■ ESERCIZI PROPOSTI
1. Cita dall'intervista a Marïna il passo che comincia con "Marïna conosce il" e prosegue fino a "che lei vuole.".
2. Elenca tutti i nomi propri di persona e di luogo presenti nell'intervista a Marïna.

■ TESTO PROPOSTO
○ ○ ○ ○ ○

Marïna conosce il potere di ciò che ha tra le mani

Ormai lo sapete, il nuovo disco di Marïna è uscito e ha portato con sé una nuova wave destinata a evolversi continuamente, perché questo è quello che lei vuole.

Abbiamo fatto due chiacchiere con Marïna e ci siamo trovati davanti una ragazza consapevole di ciò che ha tra le mani. Ha trovato il suo sogno ed è forte, perché con lei ci sono persone che ci credono davvero.

Tutto è iniziato dal ritornello di “Caramelle”. Quando è nata però l’idea di un vero e proprio album?

“In realtà, l’idea di creare un progetto insieme a Luke è nata subito dopo “Caramelle”, però ufficialmente dopo qualche mese. Dopo tre, quattro mesi abbiamo iniziato a dire è andato bene, proviamo a fare qualcosa, che sia un album o un mixtape – non eravamo ancora abbastanza sicuri su cosa fare. Poi abbiamo capito che era un album quello da fare, quindi abbiamo fatto due o tre singoli di prova, ci siamo presi un anno sabbatico, tra virgolette, ma in realtà di ricerca. Abbiamo girato, Luke è andato in tutte le parti del mondo, tipo Las Vegas, New York, per lavoro, e io l’ho seguito, siamo stati in diversi studi con diversi artisti. Così ho potuto assimilare un po’ di roba e da lì abbiamo scritto l’album, prodotto e via.”

○ ○ ○ ○ ○

■ DATI REGISTRATI
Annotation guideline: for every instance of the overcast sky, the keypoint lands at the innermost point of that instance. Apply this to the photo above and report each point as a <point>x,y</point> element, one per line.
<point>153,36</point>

○ ○ ○ ○ ○

■ RISULTATI DELL'ESERCIZIO
1.
Marïna conosce il potere di ciò che ha tra le mani

Ormai lo sapete, il nuovo disco di Marïna è uscito e ha portato con sé una nuova wave destinata a evolversi continuamente, perché questo è quello che lei vuole.

2. Marïna, Luke, Las Vegas, New York